Object position labeling records:
──────────

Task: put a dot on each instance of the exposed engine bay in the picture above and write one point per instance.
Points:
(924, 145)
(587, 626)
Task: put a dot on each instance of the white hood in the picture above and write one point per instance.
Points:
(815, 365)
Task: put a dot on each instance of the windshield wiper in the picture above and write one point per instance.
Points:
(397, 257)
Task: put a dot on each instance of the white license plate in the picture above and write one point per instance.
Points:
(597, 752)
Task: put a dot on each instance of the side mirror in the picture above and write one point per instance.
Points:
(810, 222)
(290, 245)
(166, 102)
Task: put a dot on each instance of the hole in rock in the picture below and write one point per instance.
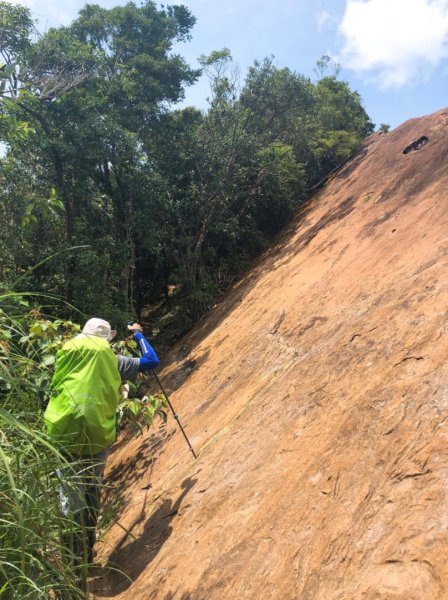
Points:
(416, 145)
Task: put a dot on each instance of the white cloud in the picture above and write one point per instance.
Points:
(322, 19)
(394, 42)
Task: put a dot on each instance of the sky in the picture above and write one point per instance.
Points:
(393, 52)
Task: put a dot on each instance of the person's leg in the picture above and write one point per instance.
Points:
(94, 484)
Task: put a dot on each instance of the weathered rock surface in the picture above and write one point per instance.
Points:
(316, 395)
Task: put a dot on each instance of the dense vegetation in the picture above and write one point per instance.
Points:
(112, 200)
(161, 200)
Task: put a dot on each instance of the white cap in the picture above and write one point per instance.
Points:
(100, 328)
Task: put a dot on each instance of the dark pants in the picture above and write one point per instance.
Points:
(80, 501)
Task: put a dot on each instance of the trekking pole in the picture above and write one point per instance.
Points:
(174, 412)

──────────

● To be done: Copy everything from the line containing "Task: put a dot on each instance of the white cap" down to the end of the records, leaving each line unchanged.

● Written solution:
Task: put a dot on each instance of the white cap in the picture above and write one point per instance.
Points:
(100, 328)
Task: put a dot on each instance of the dark pants in the picture above and write one point per instance.
Points:
(80, 501)
Task: put a dot on each instance of the trekking pole in the picture above and write one point per instance.
Points:
(174, 412)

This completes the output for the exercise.